#### Aim of the exercise
When you reach the line containing "Highlight the nhs logo.", include it and stop; until then, return each line of the material exactly, starting with the first.
-- Opening Marker --
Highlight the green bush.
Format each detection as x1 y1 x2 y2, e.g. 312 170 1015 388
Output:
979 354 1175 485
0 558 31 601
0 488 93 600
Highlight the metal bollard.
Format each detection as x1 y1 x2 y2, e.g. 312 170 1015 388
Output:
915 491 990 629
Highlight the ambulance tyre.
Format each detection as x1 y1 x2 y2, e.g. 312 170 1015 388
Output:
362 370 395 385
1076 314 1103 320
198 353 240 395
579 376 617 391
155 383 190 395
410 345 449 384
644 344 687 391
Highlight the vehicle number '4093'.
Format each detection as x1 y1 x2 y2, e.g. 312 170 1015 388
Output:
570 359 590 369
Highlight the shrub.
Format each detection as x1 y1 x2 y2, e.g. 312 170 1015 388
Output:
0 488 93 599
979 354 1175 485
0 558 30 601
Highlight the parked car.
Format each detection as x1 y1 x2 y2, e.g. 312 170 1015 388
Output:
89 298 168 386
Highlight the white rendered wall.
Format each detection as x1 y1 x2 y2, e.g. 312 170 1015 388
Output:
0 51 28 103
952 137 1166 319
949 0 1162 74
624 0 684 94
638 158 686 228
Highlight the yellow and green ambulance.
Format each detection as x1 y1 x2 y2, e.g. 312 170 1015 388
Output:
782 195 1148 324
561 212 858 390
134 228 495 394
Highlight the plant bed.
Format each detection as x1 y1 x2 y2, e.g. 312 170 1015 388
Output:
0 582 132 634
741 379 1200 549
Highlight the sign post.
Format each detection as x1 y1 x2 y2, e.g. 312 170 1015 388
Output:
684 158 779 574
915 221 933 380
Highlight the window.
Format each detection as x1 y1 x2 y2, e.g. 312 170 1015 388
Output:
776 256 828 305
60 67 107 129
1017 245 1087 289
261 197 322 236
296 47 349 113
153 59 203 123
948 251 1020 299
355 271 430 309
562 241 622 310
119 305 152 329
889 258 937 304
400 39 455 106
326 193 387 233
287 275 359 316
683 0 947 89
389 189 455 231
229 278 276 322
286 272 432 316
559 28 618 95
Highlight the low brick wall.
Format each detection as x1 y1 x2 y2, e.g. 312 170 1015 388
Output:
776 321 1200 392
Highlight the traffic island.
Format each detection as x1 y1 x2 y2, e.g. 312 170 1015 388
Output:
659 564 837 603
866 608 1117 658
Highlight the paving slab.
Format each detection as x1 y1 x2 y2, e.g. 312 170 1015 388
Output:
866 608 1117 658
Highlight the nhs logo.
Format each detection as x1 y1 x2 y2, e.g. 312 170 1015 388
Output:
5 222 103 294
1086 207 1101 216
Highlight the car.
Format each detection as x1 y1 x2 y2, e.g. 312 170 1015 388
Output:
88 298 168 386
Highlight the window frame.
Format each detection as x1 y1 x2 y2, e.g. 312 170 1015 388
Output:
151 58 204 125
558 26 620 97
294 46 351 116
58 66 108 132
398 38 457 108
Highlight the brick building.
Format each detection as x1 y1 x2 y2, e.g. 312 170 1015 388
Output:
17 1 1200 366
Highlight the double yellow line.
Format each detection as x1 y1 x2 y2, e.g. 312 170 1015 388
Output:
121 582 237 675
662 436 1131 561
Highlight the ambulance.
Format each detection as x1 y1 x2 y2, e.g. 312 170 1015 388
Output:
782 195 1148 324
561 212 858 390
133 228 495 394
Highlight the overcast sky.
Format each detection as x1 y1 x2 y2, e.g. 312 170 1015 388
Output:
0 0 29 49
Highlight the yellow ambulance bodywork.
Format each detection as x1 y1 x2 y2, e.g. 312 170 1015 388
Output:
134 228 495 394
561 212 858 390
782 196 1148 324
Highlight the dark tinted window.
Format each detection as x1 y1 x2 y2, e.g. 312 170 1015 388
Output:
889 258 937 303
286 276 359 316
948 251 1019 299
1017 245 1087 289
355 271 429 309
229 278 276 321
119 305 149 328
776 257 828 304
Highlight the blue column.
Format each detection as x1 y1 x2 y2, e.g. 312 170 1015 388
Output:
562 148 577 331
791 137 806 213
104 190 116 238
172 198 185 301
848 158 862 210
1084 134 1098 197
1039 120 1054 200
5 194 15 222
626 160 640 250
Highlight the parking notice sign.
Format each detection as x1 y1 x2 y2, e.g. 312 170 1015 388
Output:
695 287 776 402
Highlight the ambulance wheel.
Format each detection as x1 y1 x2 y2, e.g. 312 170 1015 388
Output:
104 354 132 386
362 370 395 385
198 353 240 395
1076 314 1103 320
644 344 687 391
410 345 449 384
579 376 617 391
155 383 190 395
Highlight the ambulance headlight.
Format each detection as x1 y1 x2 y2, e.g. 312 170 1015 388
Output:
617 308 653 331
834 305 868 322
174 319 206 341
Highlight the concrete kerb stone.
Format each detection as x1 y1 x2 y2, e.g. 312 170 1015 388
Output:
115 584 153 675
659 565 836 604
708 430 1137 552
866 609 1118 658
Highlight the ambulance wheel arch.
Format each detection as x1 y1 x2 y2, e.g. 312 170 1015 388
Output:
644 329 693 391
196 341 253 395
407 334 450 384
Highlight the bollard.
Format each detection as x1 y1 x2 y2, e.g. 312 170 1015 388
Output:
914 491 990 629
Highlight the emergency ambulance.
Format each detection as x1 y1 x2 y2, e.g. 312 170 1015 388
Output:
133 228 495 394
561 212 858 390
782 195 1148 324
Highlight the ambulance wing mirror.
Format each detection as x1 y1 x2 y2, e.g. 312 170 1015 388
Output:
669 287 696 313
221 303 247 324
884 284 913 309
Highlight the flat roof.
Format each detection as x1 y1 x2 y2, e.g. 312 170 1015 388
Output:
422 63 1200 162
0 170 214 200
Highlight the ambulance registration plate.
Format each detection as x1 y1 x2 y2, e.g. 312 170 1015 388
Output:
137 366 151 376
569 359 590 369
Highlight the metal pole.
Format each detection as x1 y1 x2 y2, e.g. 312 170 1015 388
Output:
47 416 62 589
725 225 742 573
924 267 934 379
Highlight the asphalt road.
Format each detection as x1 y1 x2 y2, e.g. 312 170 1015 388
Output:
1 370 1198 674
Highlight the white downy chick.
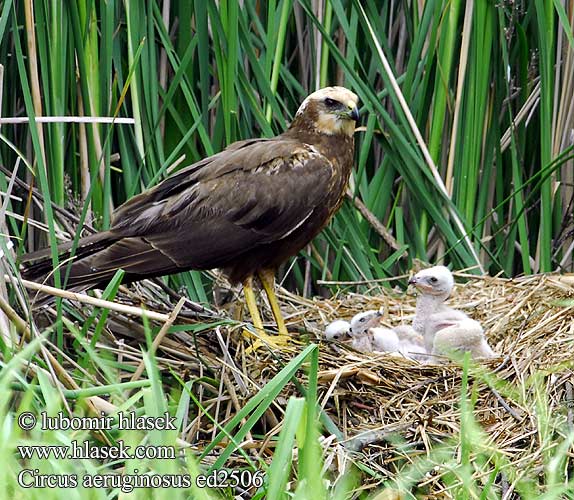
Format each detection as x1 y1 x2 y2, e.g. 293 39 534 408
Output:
426 313 496 360
350 310 400 353
392 325 427 360
324 320 351 341
408 266 469 351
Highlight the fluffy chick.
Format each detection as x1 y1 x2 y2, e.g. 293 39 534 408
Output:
350 310 425 360
408 266 469 351
426 313 496 360
349 310 400 353
324 319 351 341
392 325 427 360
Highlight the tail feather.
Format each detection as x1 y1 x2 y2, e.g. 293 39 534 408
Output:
20 231 182 293
20 232 119 288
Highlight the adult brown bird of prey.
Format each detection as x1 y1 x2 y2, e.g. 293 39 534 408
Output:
21 86 360 347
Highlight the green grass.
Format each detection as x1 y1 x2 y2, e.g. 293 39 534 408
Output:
2 329 574 498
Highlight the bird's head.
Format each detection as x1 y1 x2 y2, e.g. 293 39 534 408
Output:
324 320 351 341
408 266 454 299
292 86 360 137
349 309 382 336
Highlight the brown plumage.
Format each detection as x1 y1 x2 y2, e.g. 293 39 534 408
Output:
21 87 360 345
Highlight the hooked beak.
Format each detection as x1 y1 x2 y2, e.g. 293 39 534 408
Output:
346 106 360 122
408 276 417 285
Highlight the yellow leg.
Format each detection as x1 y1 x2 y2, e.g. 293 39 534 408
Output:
242 275 287 350
258 269 291 346
243 276 264 333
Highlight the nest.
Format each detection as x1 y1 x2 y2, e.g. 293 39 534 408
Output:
299 273 574 497
18 271 574 497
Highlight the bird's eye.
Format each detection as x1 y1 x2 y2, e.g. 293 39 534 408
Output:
359 317 366 323
430 277 438 283
324 97 339 107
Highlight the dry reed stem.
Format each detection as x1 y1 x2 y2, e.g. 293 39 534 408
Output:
9 275 170 321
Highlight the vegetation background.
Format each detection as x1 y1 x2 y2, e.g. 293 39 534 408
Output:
0 0 573 499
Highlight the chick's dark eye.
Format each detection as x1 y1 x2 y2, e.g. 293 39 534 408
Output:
324 97 338 107
430 277 438 283
359 317 366 323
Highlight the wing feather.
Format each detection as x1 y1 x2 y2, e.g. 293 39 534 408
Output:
87 138 334 278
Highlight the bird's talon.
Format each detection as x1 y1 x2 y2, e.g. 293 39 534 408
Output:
242 328 292 352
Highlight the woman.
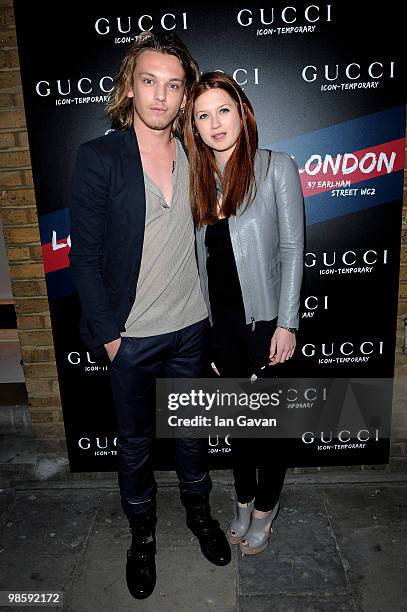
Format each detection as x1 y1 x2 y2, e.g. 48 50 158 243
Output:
184 72 304 555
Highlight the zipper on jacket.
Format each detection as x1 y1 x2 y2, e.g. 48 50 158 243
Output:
233 216 256 331
200 227 212 324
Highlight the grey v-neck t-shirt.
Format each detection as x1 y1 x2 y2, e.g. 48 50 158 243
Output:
122 138 207 337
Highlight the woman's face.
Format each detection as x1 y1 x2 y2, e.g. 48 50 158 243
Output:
193 88 242 165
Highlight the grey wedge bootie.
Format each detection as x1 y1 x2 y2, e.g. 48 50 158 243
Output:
240 500 280 555
227 498 255 544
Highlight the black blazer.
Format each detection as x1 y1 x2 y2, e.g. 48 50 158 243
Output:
69 128 146 355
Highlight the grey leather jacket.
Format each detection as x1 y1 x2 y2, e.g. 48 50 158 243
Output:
195 149 304 329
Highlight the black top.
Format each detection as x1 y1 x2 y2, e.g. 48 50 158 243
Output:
205 218 245 322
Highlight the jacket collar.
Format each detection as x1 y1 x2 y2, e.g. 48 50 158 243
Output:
122 125 141 159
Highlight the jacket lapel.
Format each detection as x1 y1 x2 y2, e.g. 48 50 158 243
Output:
122 127 144 182
120 126 146 217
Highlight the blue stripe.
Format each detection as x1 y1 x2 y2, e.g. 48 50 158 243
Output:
39 208 70 246
304 171 403 225
45 268 76 301
267 106 406 167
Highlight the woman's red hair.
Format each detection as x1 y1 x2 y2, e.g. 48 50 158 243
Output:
184 72 258 227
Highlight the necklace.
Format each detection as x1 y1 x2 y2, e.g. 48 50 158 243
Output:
215 174 225 218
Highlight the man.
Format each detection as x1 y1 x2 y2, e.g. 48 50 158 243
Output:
69 32 231 600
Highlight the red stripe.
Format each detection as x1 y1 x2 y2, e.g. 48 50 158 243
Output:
42 241 70 274
299 138 405 198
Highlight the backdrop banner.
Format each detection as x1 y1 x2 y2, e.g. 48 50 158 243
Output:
14 2 406 470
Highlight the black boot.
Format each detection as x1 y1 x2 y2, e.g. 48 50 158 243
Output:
183 495 231 566
126 513 157 599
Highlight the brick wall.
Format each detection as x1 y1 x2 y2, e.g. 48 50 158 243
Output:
0 0 65 454
392 163 407 464
0 0 406 466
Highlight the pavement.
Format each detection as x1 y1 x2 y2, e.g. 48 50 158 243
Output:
1 468 407 612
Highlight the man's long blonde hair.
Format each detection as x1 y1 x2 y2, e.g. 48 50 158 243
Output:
107 32 200 135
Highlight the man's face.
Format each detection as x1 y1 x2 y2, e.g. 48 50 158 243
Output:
127 50 187 132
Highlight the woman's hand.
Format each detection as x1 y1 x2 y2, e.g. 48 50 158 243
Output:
269 327 296 365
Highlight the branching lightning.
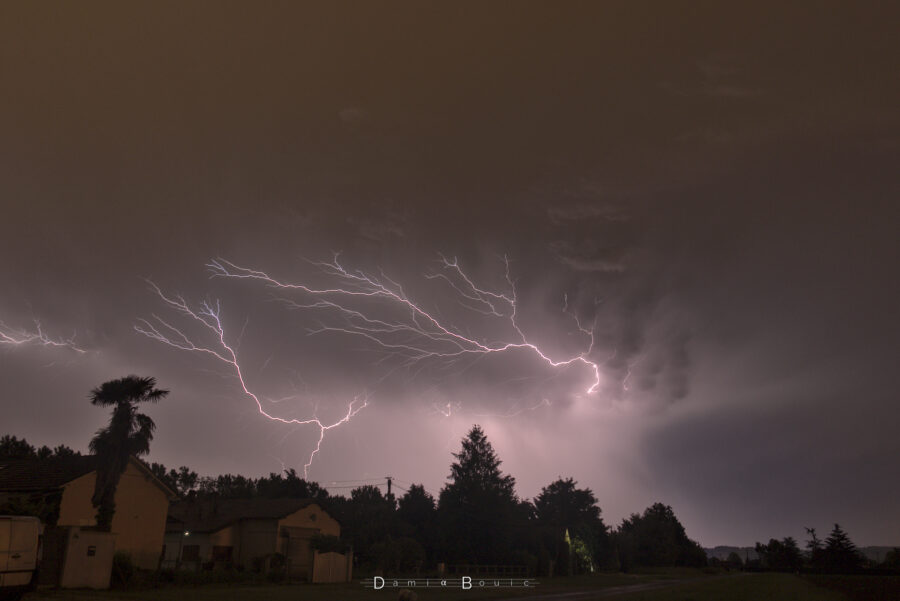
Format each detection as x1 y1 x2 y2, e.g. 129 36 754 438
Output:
136 254 610 472
0 320 86 353
207 253 602 395
135 282 367 478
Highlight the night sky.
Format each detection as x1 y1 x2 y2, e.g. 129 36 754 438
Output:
2 2 898 547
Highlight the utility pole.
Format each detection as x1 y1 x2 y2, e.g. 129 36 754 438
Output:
385 475 393 498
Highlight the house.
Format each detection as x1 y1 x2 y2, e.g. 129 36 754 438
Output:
164 497 349 581
0 455 176 569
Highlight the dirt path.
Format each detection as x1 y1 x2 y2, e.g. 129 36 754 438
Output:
498 574 741 600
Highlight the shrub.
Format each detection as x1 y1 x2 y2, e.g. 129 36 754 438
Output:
310 533 351 554
267 552 287 582
110 551 135 587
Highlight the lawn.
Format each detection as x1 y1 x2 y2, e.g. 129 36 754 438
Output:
610 573 847 600
24 571 872 601
804 574 900 601
24 572 697 601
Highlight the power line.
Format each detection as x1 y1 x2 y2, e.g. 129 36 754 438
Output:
393 478 440 497
322 484 370 490
322 476 439 498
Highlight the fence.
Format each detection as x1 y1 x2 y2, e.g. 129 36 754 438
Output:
311 550 353 583
443 564 529 577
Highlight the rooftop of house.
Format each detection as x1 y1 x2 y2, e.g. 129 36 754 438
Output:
0 455 177 498
167 497 323 533
0 455 99 492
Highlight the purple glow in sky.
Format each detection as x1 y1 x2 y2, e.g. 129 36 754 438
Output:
1 1 898 548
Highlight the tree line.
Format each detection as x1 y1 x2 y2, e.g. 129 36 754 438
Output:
745 524 899 574
5 374 889 576
2 419 705 575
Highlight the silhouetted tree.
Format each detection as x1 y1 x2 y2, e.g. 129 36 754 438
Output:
329 485 397 568
197 473 256 498
616 503 706 570
438 425 518 564
822 523 862 573
0 491 63 525
883 548 900 569
726 551 744 570
369 537 427 574
149 462 199 497
756 537 802 572
0 435 80 460
805 527 824 569
397 484 437 561
149 462 174 490
534 477 602 528
88 375 168 530
50 444 79 458
534 477 609 572
0 435 37 458
256 468 329 501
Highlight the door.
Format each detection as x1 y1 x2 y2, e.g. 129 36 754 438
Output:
287 534 311 579
0 518 10 574
8 517 39 572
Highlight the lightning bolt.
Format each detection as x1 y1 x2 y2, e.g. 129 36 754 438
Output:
430 400 463 417
621 354 644 392
207 253 602 396
134 281 367 478
472 398 553 418
0 320 86 353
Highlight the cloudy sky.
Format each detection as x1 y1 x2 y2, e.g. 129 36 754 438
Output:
1 2 898 547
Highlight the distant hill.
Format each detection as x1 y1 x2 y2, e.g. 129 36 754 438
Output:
857 546 898 563
705 545 898 563
704 546 758 561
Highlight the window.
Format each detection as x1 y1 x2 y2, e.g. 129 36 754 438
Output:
212 545 233 562
182 545 200 562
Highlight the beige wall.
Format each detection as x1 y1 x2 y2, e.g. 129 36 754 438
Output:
57 471 99 527
57 460 170 569
162 530 210 569
312 550 352 583
236 519 278 567
160 504 341 571
278 503 340 537
210 525 237 547
59 528 115 589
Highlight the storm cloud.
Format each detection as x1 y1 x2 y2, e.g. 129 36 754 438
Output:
1 1 898 547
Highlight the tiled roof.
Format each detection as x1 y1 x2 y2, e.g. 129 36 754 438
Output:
0 456 177 499
0 456 99 492
167 497 320 533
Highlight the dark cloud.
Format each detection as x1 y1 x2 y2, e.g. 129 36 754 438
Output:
548 239 628 273
1 1 898 546
546 202 631 225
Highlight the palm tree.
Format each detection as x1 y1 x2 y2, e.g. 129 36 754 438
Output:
89 375 169 531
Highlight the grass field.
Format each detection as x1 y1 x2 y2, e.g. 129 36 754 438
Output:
24 572 692 601
26 571 892 601
614 573 846 600
804 574 900 601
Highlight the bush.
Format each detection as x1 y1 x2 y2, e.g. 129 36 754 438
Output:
110 551 135 587
146 568 176 586
267 552 287 582
369 538 426 575
121 566 271 589
511 549 538 576
310 533 351 554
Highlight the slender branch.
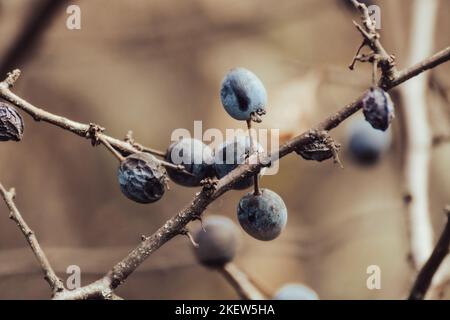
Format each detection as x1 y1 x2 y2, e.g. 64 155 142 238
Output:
218 263 266 300
47 45 450 299
349 0 398 86
0 70 191 176
391 47 450 89
124 130 167 158
0 183 65 296
408 208 450 300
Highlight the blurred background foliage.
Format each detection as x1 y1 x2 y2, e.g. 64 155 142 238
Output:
0 0 449 299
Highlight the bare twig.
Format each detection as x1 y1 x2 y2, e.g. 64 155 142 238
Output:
348 0 397 87
124 130 166 158
408 207 450 300
218 263 266 300
0 183 65 296
0 70 191 176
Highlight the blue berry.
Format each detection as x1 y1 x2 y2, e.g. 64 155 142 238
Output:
220 68 267 121
193 215 240 268
165 138 214 187
273 284 319 300
214 136 261 190
0 102 24 142
347 119 391 165
362 87 394 131
237 188 287 241
118 152 167 203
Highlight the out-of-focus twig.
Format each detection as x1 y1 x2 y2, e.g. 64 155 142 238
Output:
398 0 439 272
218 263 266 300
0 0 69 77
408 207 450 300
0 183 65 296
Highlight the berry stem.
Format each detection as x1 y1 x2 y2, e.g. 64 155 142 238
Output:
372 58 378 87
97 135 125 162
158 159 195 177
139 146 167 158
124 131 167 157
246 119 261 196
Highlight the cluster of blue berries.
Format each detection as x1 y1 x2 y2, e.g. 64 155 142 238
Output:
118 67 288 243
220 68 288 241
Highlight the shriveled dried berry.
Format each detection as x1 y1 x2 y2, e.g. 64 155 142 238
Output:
193 215 240 268
237 188 287 241
117 152 167 203
362 87 394 131
295 132 340 162
0 102 24 142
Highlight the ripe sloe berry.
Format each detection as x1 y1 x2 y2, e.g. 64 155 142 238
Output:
0 102 24 142
193 215 240 268
237 188 287 241
220 68 267 121
118 152 167 203
165 138 214 187
347 119 391 165
214 136 262 190
273 284 319 300
362 87 394 131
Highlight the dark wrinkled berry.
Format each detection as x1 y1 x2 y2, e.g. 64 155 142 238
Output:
165 138 214 187
220 68 267 121
295 134 338 162
347 119 391 165
0 102 24 142
118 152 167 203
237 188 287 241
193 215 240 268
273 284 319 300
362 87 394 131
214 136 262 190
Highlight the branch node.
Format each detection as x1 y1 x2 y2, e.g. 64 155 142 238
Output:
86 123 106 146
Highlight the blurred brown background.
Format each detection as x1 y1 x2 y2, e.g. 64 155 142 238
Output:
0 0 449 299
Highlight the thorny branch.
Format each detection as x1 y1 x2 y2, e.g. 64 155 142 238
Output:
0 0 449 299
408 207 450 300
348 0 397 87
0 183 65 296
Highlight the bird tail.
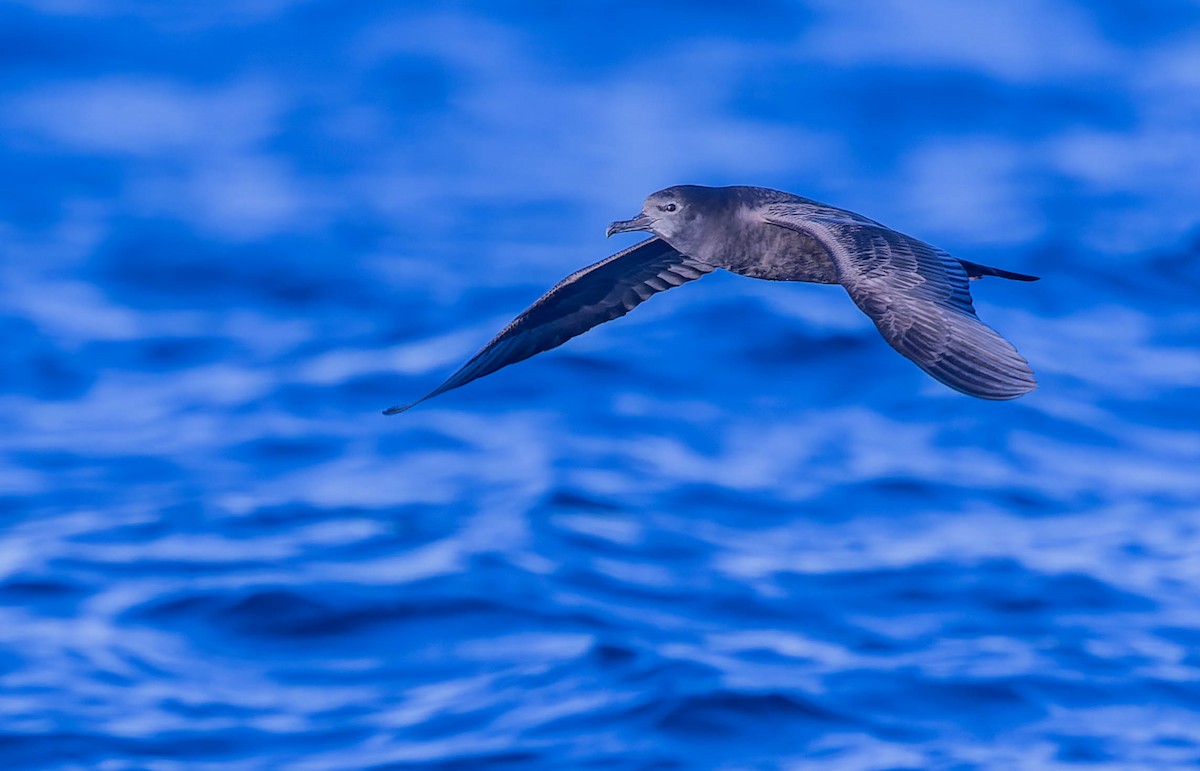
-- Closing Marker --
#### Exercise answer
Highlight the green bush.
Format each detection as x1 y1 x2 y2, e.g. 312 170 1015 388
Output:
979 354 1175 485
0 558 31 601
0 488 93 600
Highlight the metal bollard.
Format each detection as x1 y1 x2 y2, e.g. 312 170 1015 388
Output:
915 491 990 629
Highlight the ambulance tyre.
Format each detection as x1 y1 x2 y2, e.g. 312 170 1015 388
Output:
362 370 395 385
1076 314 1103 320
198 353 240 395
579 376 617 391
155 383 190 395
410 345 449 384
644 344 687 391
Highlight the vehicle number '4093'.
Format each detection as x1 y1 x2 y2, e.g. 312 170 1015 388
Output:
570 359 590 369
Highlight the shrub.
Format each detection as x1 y1 x2 y2, e.g. 312 170 1015 388
Output:
0 488 93 599
979 354 1175 485
0 558 30 601
Highlight the parked car.
Format each detection as x1 y1 x2 y2, e.g. 312 170 1015 388
Output:
89 298 168 386
Highlight the white rendered wall.
Format each detection as x1 y1 x2 y2, e.g. 312 170 1015 388
Output:
0 51 28 103
952 137 1166 319
949 0 1162 74
624 0 684 94
638 158 686 228
Highlight the yellow and green ambulance.
Format each detection as x1 y1 x2 y2, e.g. 312 170 1015 388
Output:
782 195 1148 324
561 212 858 390
134 228 495 394
Highlight the plant bed.
Format each detection as x1 y1 x2 y2, e.g. 312 170 1015 388
Output:
0 582 132 634
741 379 1200 549
Highlight the sign post.
Format each detection as x1 y1 x2 y2, e.g. 312 170 1015 388
Output:
684 158 779 574
915 221 933 380
Highlight the window.
Format each detection as x1 y1 x2 y2, e.g. 312 170 1015 388
Output:
776 256 828 305
60 67 107 129
1017 245 1087 289
261 197 322 236
296 47 349 113
153 59 203 123
948 251 1020 299
355 271 430 309
562 241 622 310
119 305 152 329
889 258 937 304
400 39 455 106
326 193 387 233
287 275 359 316
683 0 947 89
389 189 455 231
229 278 276 322
286 272 432 316
559 28 618 95
Highlight the low brick wall.
Format each detection as x1 y1 x2 y2, e.g. 312 170 1015 388
Output:
776 321 1200 392
Highlight the traffic island.
Format each detection as x1 y1 x2 y2, e.g. 312 170 1015 388
Output:
659 564 837 603
866 608 1117 658
Highlight the paving slab.
Format each detection as x1 y1 x2 y2, e.g. 312 170 1015 388
Output:
866 608 1117 658
Highlight the nhs logo.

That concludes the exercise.